*EXERCISE TASK*: Show every line of the material that contains the string "black". Case counts.

+++

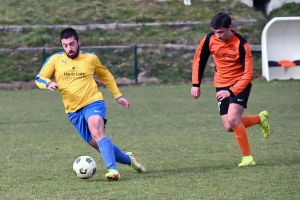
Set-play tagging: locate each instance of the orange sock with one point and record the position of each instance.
(242, 139)
(250, 120)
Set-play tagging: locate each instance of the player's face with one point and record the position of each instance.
(223, 34)
(71, 47)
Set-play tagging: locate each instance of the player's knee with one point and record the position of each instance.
(228, 128)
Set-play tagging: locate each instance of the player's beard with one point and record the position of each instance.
(74, 54)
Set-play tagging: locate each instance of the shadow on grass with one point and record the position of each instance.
(24, 122)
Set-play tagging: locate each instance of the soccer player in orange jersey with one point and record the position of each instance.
(233, 80)
(74, 71)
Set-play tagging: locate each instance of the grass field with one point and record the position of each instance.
(153, 62)
(180, 140)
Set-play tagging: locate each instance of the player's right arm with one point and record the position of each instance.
(42, 79)
(200, 59)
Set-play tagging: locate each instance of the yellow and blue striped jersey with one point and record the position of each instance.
(75, 79)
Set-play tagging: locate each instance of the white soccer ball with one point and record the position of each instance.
(85, 167)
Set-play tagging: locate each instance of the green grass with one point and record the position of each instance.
(168, 66)
(180, 140)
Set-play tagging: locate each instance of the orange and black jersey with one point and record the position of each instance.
(233, 60)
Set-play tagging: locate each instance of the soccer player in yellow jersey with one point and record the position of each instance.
(74, 71)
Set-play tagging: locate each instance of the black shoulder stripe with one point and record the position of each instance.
(242, 51)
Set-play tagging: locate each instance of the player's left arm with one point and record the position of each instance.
(107, 79)
(247, 65)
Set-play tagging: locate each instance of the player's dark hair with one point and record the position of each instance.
(67, 33)
(220, 20)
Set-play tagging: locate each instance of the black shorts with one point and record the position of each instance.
(241, 99)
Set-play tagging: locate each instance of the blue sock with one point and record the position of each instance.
(107, 152)
(121, 157)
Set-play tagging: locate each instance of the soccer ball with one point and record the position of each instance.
(84, 167)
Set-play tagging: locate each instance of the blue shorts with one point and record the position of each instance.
(80, 117)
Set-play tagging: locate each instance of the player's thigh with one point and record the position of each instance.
(78, 120)
(95, 114)
(242, 97)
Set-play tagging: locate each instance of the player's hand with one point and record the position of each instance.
(124, 102)
(195, 92)
(222, 94)
(52, 86)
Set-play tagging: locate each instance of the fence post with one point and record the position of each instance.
(136, 69)
(44, 55)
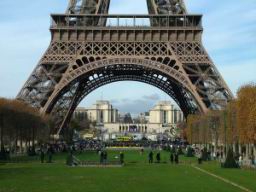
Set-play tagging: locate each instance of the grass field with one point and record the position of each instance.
(136, 176)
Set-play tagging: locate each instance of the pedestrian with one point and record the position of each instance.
(105, 157)
(150, 157)
(171, 158)
(101, 157)
(49, 153)
(121, 158)
(42, 153)
(176, 158)
(158, 158)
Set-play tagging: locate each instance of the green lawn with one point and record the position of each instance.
(136, 176)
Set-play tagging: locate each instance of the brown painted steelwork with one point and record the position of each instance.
(90, 48)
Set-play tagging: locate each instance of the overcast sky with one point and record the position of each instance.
(229, 37)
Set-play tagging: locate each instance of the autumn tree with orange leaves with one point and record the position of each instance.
(22, 123)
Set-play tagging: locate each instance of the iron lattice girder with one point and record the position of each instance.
(86, 52)
(91, 81)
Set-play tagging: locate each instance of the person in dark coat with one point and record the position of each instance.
(49, 153)
(171, 158)
(150, 157)
(121, 158)
(158, 158)
(176, 158)
(42, 153)
(101, 157)
(105, 157)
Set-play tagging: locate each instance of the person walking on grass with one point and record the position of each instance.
(42, 153)
(176, 158)
(105, 157)
(171, 158)
(121, 158)
(150, 157)
(158, 157)
(49, 153)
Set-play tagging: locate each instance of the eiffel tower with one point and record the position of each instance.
(90, 48)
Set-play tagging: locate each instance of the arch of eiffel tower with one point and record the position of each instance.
(90, 48)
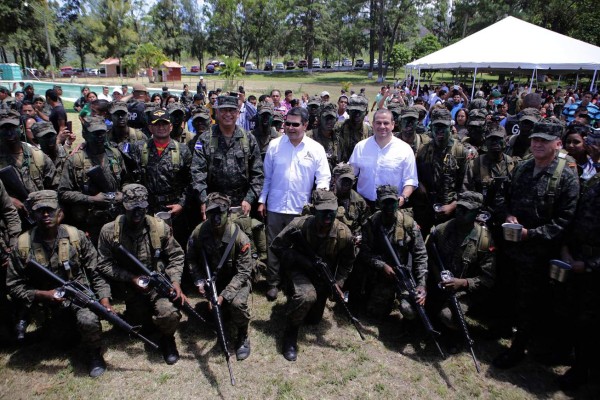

+++

*CORRECT RESPONSE*:
Set-play tagging: locate each instance of the orange and black jersey with one point and record the position of each instance.
Set-play tagging: locate each instance of the black shoulder stripe with one point and record the position of each instance.
Set-play tagging: locate each instance of the black shorts with one point and record the position of each instance.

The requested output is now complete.